[Object location annotation data]
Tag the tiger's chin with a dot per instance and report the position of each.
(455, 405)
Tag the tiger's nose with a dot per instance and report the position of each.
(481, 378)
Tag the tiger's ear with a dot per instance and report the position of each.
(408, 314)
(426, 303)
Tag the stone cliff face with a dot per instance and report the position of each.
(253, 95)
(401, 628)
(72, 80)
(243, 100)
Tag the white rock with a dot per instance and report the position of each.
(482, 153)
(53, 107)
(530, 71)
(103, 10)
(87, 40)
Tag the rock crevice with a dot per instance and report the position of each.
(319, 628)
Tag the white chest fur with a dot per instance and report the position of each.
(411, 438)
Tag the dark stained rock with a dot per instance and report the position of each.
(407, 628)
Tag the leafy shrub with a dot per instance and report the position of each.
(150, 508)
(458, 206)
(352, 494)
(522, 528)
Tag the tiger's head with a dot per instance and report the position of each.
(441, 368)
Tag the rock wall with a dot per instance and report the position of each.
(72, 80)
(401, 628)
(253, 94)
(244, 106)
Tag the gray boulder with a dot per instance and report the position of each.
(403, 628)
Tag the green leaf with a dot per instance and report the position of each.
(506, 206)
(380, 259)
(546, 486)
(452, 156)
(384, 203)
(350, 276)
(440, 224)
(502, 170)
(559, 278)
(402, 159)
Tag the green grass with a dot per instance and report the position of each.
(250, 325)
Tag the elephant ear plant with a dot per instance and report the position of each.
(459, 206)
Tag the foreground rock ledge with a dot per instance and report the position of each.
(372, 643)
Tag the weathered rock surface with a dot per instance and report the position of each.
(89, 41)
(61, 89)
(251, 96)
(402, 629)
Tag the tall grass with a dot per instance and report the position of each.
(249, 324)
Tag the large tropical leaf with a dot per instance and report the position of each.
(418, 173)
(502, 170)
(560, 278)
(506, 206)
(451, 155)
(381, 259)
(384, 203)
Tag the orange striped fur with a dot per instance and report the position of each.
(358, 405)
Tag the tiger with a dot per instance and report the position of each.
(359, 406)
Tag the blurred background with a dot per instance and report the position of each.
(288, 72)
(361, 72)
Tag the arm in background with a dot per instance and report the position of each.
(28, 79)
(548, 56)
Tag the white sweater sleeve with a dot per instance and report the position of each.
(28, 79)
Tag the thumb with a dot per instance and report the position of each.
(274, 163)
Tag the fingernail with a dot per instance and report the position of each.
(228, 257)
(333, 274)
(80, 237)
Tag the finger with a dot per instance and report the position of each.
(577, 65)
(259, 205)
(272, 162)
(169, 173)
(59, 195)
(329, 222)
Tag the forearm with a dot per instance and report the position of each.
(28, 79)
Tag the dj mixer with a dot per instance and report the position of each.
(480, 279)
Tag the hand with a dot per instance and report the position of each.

==

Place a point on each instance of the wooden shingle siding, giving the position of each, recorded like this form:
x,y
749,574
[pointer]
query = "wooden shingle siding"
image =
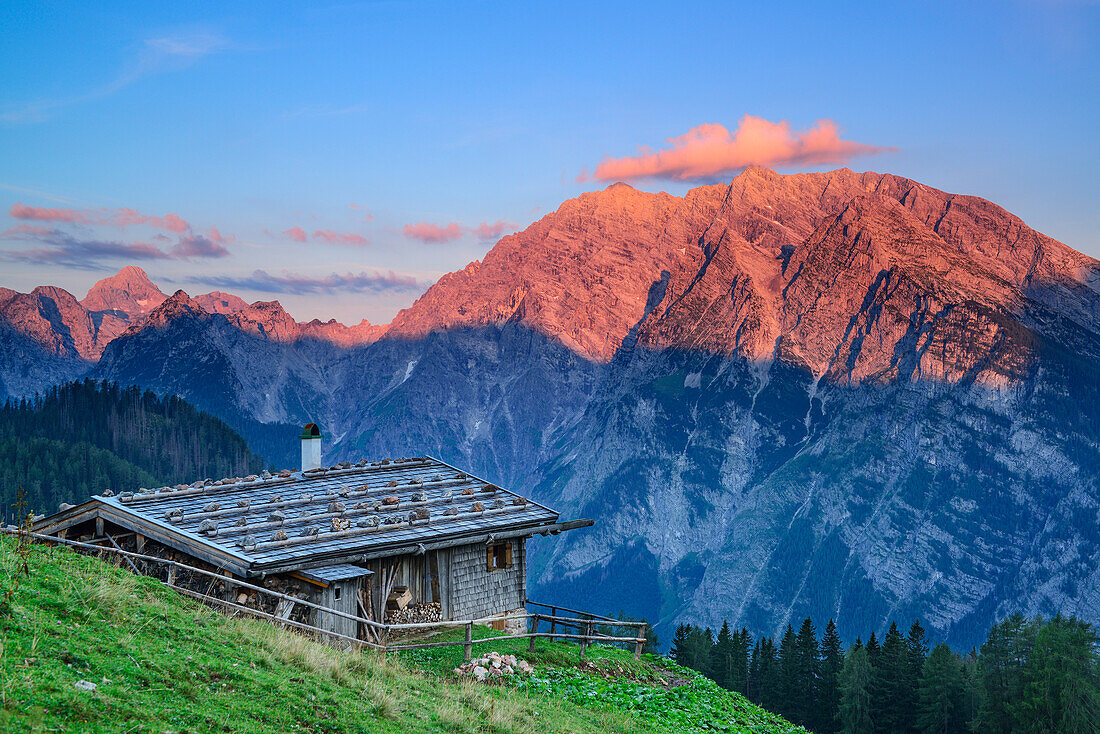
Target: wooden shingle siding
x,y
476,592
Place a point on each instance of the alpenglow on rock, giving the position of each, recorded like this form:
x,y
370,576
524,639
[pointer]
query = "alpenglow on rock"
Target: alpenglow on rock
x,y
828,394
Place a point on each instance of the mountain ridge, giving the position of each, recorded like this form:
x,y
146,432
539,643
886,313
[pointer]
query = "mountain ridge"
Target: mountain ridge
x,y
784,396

* * *

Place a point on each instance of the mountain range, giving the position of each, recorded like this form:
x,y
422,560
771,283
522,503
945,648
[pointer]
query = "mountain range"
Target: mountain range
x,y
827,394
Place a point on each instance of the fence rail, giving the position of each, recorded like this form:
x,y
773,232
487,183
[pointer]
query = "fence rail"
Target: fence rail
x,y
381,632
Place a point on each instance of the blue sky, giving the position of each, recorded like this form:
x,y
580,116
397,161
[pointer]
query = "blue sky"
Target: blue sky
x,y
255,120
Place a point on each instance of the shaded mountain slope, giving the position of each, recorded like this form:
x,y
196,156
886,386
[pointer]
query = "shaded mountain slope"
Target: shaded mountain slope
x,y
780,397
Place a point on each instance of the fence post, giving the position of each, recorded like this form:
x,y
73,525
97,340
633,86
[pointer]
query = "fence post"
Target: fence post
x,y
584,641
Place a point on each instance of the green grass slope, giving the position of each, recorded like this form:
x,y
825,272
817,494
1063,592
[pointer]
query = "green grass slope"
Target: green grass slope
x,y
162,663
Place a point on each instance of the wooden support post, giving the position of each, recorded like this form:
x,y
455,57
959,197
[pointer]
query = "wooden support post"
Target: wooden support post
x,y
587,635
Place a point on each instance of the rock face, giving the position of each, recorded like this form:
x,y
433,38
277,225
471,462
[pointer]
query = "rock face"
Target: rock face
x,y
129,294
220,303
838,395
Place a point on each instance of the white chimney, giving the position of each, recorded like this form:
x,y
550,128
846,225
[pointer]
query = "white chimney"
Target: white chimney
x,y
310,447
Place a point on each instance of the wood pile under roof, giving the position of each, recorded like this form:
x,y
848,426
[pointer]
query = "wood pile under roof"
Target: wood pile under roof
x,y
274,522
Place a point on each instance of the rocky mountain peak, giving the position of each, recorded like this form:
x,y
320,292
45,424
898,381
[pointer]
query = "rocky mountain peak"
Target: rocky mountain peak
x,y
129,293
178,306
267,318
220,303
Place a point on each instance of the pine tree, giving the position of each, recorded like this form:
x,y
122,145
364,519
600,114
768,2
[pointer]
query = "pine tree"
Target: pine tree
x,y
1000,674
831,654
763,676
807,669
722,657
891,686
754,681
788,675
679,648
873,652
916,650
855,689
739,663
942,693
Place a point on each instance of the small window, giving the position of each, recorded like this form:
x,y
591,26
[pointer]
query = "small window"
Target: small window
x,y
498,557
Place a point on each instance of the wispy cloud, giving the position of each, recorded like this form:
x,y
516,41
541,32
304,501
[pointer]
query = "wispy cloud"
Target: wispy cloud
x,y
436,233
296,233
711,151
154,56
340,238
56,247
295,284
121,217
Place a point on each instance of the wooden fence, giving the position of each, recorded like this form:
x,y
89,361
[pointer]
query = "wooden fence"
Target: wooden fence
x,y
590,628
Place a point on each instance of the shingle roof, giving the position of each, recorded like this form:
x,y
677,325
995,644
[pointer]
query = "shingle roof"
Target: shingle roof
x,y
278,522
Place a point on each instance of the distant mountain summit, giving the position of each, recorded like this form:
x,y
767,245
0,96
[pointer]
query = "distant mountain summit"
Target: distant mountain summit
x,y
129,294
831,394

• Work required
Substitute "point" for "dot" in the records above, starting with the line with "Tag the forearm" and going on through the line with "Tag the hand", and write out only those lines with nothing else changed.

• Exercise result
Tag the forearm with a point per instance and report the position of each.
(28, 79)
Tag the dj mixer with a point per instance and report the position of each.
(480, 279)
Tag the hand with a point per instance and report the position of each.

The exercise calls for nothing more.